>>>

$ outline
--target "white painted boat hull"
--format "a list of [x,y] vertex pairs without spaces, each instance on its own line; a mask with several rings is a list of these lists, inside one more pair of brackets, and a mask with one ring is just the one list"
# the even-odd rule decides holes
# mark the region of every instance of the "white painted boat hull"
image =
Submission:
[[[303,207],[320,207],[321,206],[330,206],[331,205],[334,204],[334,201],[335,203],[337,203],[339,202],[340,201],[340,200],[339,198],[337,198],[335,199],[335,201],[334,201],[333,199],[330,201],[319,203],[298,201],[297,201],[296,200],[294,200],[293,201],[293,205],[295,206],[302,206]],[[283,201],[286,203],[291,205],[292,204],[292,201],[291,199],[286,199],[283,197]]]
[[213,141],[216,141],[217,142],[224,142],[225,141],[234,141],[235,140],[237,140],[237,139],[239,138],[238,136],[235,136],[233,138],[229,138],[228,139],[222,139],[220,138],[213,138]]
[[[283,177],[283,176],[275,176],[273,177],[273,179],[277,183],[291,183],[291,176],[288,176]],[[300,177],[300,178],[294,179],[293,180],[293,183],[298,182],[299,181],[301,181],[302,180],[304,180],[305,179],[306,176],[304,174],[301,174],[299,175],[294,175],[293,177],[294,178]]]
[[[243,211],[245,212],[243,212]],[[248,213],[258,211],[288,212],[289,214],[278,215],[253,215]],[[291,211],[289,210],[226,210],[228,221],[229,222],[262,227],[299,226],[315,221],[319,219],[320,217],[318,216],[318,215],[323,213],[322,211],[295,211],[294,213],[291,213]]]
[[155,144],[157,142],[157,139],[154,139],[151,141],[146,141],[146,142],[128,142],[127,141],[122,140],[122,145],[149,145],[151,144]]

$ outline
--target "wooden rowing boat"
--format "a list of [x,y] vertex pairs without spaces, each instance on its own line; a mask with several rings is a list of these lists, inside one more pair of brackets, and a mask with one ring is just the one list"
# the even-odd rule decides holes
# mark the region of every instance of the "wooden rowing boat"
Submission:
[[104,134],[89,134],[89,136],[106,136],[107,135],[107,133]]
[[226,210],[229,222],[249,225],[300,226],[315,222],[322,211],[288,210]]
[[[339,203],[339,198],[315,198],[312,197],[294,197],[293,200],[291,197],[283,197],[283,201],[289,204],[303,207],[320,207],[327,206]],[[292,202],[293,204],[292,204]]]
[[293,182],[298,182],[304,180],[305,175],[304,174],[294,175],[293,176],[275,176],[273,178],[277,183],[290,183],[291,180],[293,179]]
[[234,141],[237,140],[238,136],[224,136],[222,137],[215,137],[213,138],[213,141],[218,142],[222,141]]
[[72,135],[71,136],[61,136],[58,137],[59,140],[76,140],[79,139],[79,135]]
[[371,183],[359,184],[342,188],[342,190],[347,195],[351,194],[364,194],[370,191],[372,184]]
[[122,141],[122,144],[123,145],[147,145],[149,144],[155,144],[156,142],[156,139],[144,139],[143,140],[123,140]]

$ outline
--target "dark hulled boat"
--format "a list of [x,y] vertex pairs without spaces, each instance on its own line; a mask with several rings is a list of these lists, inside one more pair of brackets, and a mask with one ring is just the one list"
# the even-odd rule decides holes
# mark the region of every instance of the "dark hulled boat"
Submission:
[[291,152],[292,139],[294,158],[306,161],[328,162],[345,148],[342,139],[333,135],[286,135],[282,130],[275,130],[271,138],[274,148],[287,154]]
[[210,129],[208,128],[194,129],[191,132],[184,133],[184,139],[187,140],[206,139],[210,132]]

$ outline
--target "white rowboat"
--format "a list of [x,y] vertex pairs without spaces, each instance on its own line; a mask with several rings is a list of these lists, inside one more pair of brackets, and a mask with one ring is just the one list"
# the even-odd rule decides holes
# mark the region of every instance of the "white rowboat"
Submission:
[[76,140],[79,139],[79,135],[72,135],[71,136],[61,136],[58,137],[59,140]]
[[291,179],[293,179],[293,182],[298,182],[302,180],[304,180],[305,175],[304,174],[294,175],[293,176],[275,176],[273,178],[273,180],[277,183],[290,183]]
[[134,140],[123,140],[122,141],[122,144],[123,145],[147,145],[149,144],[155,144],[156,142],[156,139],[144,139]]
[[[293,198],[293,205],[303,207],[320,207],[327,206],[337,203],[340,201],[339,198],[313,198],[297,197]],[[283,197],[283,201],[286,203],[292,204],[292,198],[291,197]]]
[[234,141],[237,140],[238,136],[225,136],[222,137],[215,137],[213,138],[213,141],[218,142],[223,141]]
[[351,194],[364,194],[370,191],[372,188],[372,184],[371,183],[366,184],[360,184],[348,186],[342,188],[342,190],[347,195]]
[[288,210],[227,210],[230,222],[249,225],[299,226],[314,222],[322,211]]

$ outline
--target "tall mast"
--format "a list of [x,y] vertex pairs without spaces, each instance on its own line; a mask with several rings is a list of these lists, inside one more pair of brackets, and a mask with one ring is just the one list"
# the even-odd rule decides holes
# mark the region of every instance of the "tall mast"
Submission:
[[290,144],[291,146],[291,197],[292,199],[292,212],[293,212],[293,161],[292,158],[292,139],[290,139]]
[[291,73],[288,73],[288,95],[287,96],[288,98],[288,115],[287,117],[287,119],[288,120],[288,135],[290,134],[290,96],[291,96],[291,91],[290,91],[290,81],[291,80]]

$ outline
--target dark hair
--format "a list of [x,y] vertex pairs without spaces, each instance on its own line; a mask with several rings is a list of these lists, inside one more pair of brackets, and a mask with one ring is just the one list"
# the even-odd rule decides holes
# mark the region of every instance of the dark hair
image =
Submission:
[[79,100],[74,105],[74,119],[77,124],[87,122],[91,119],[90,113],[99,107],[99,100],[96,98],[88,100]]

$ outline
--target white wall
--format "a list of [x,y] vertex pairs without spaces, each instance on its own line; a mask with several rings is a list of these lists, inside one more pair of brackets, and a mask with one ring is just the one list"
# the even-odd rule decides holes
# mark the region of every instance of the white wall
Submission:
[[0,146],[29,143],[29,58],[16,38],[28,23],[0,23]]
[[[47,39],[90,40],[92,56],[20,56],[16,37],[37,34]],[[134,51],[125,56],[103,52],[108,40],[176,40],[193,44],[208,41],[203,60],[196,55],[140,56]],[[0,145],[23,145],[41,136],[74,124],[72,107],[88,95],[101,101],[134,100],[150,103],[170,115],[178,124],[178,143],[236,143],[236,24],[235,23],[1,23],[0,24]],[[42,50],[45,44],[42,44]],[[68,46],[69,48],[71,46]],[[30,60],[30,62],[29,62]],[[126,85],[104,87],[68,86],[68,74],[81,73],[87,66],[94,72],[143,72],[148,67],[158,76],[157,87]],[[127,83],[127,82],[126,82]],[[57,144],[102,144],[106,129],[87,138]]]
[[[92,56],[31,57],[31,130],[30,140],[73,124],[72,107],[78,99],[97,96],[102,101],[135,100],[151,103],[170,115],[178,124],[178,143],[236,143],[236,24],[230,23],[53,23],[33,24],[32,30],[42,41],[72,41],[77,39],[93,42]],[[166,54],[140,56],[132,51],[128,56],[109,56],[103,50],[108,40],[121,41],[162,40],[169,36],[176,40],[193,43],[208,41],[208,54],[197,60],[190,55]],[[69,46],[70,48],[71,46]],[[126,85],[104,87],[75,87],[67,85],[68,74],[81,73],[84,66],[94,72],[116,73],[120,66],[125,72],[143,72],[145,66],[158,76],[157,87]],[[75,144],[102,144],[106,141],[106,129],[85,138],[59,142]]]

<<<

> _What you will do_:
The records above must be repeated exactly, every one of them.

> _Exercise response_:
$ outline
--target "white painted boat hull"
--format "a list of [x,y] vertex pairs without spaces, each instance on its own line; a mask with several rings is a list of these lists, inside one more pair of brackets, and a mask with one ring is just the one list"
# the even-odd rule decides holes
# mark the region of every instance of the "white painted boat hull"
image =
Submission:
[[[303,207],[320,207],[321,206],[330,206],[331,205],[334,204],[334,201],[335,203],[337,203],[339,202],[340,201],[340,200],[339,198],[337,198],[335,199],[335,201],[334,201],[333,199],[330,201],[319,203],[298,201],[297,201],[296,200],[294,200],[293,201],[293,205],[295,206],[302,206]],[[283,201],[286,203],[291,205],[292,204],[292,201],[291,199],[286,199],[283,197]]]
[[213,141],[216,141],[217,142],[224,142],[225,141],[234,141],[235,140],[237,140],[237,139],[239,138],[238,136],[235,136],[233,138],[229,138],[228,139],[222,139],[220,138],[213,138]]
[[[283,177],[283,176],[275,176],[273,177],[273,179],[277,183],[291,183],[291,176],[288,176]],[[300,177],[300,178],[294,179],[293,180],[293,183],[298,182],[299,181],[301,181],[302,180],[304,180],[305,179],[306,176],[304,174],[301,174],[299,175],[294,175],[293,177],[294,178]]]
[[[243,211],[245,212],[243,212]],[[248,213],[258,211],[288,212],[289,214],[278,215],[253,215]],[[291,211],[289,210],[226,210],[228,221],[229,222],[262,227],[299,226],[315,221],[319,219],[320,217],[318,216],[318,215],[323,213],[322,211],[295,211],[294,213],[291,213]]]
[[155,144],[157,142],[157,139],[154,139],[151,141],[146,141],[146,142],[128,142],[127,141],[122,140],[122,145],[149,145],[151,144]]

$ outline
--target "wooden rowing boat"
--format "a list of [x,y] vertex pairs without spaces, each instance on its own line; a mask with several rings is a list of these lists, inside one more pair of brackets, and a mask with one ring is just the one list"
# the even-odd rule decides holes
# mark the region of every instance of the "wooden rowing boat"
Submission:
[[104,134],[89,134],[89,136],[106,136],[107,135],[107,133]]
[[226,210],[229,222],[249,225],[300,226],[315,222],[322,211],[288,210]]
[[[339,203],[339,198],[315,198],[312,197],[294,197],[293,200],[291,197],[283,197],[283,201],[289,204],[303,207],[320,207],[327,206]],[[292,202],[293,204],[292,204]]]
[[293,182],[298,182],[304,180],[305,175],[304,174],[294,175],[293,176],[275,176],[273,178],[277,183],[290,183],[291,180],[293,179]]
[[234,141],[237,140],[238,136],[224,136],[222,137],[215,137],[213,138],[213,141],[218,142],[222,141]]
[[72,135],[71,136],[61,136],[58,137],[59,140],[76,140],[79,139],[79,135]]
[[371,183],[359,184],[342,188],[342,190],[347,195],[351,194],[364,194],[370,191],[372,184]]
[[122,141],[122,144],[123,145],[147,145],[149,144],[155,144],[156,142],[156,139],[144,139],[143,140],[123,140]]

$ outline
--target "dark hulled boat"
--format "a list of [x,y] vertex pairs without spaces, each instance on its own line; a mask with several rings is a list of these lists, inside one more pair of brackets, and a mask with one ring is just the one list"
# the even-odd rule decides holes
# mark the region of every instance of the "dark hulled boat"
Submission:
[[291,152],[292,139],[294,158],[306,161],[328,162],[345,148],[342,139],[333,135],[286,135],[282,130],[275,130],[271,138],[274,148],[287,154]]
[[210,129],[208,128],[194,129],[191,132],[184,133],[184,139],[187,140],[206,139],[210,132]]

$ outline
--target "white rowboat"
--format "a list of [x,y] vertex pairs without spaces, each instance on its own line; a mask with several rings is a list of these lists, inside one more pair of brackets, and a mask with one ring is just the one list"
# the even-odd rule decides holes
# mark the region of every instance of the "white rowboat"
Submission:
[[76,140],[79,139],[79,135],[72,135],[71,136],[61,136],[58,137],[59,140]]
[[291,179],[293,179],[293,182],[298,182],[302,180],[304,180],[305,175],[304,174],[294,175],[293,176],[275,176],[273,178],[273,180],[277,183],[290,183]]
[[134,140],[123,140],[122,141],[122,144],[123,145],[147,145],[149,144],[155,144],[156,142],[156,139],[144,139]]
[[[293,198],[293,205],[303,207],[320,207],[327,206],[337,203],[340,201],[339,198],[313,198],[297,197]],[[283,197],[283,201],[286,203],[292,204],[292,198],[291,197]]]
[[234,141],[237,140],[238,136],[225,136],[222,137],[215,137],[213,138],[213,141],[218,142],[223,141]]
[[351,194],[364,194],[370,191],[372,188],[372,184],[371,183],[366,184],[360,184],[348,186],[342,188],[342,190],[347,195]]
[[288,210],[227,210],[230,222],[249,225],[299,226],[314,222],[322,211]]

$ outline
--target "tall mast"
--format "a list of [x,y] vertex pairs without spaces, each instance on its own line; a mask with several rings is a list of these lists, inside one more pair of brackets, and a mask with one ring is just the one list"
# the even-odd rule decides holes
# mark the region of every instance of the "tall mast"
Submission:
[[290,144],[291,146],[291,197],[292,199],[292,212],[293,212],[293,161],[292,158],[292,139],[290,139]]
[[291,73],[288,73],[288,95],[287,96],[288,98],[288,115],[287,117],[287,119],[288,120],[288,135],[290,134],[290,96],[291,96],[291,91],[290,91],[290,81],[291,80]]

$ outline
--target dark hair
--format "a list of [x,y] vertex pairs without spaces, each instance on its own line; a mask with several rings is a list of these lists, inside one more pair of brackets, and a mask with one ring is just the one list"
# the even-odd rule decides holes
# mark the region of every instance of the dark hair
image =
Submission:
[[79,100],[74,105],[74,119],[77,124],[87,122],[91,119],[90,113],[99,107],[99,100],[96,98],[88,100]]

$ outline
--target white wall
--format "a list of [x,y] vertex pairs without spaces, each instance on its own line; a mask with several rings is a list of these lists, inside one more pair of brackets, and a mask with one ring is just the one list"
# the even-odd rule decides holes
# mark the region of every instance of the white wall
Submission:
[[0,146],[29,143],[29,58],[16,38],[28,23],[0,23]]
[[[47,39],[90,40],[92,56],[20,56],[16,37],[37,34]],[[134,51],[125,56],[103,52],[108,40],[176,40],[193,44],[208,41],[203,60],[196,55],[140,56]],[[0,145],[23,145],[41,136],[74,124],[72,107],[88,95],[101,101],[134,100],[150,103],[170,115],[178,124],[178,143],[236,143],[236,24],[235,23],[1,23],[0,24]],[[42,50],[45,44],[42,44]],[[68,46],[69,48],[71,46]],[[30,60],[30,62],[29,62]],[[126,85],[104,87],[68,86],[68,74],[81,73],[87,66],[94,72],[143,72],[148,67],[158,76],[157,87]],[[127,83],[127,82],[126,82]],[[57,144],[102,144],[106,129],[87,138]]]
[[[92,56],[31,57],[31,130],[30,140],[73,124],[72,107],[78,99],[97,96],[102,101],[135,100],[151,103],[170,115],[178,124],[178,143],[236,143],[236,24],[230,23],[53,23],[33,24],[32,30],[42,41],[72,41],[77,39],[93,42]],[[166,54],[140,56],[132,51],[128,56],[109,56],[103,50],[108,40],[121,41],[162,40],[169,36],[176,40],[193,43],[208,41],[208,54],[197,60],[190,55]],[[69,46],[70,48],[71,46]],[[126,85],[104,87],[75,87],[67,85],[68,74],[81,73],[84,66],[94,72],[116,73],[120,66],[125,72],[143,72],[145,66],[158,76],[157,87]],[[75,144],[102,144],[106,141],[106,129],[85,138],[59,142]]]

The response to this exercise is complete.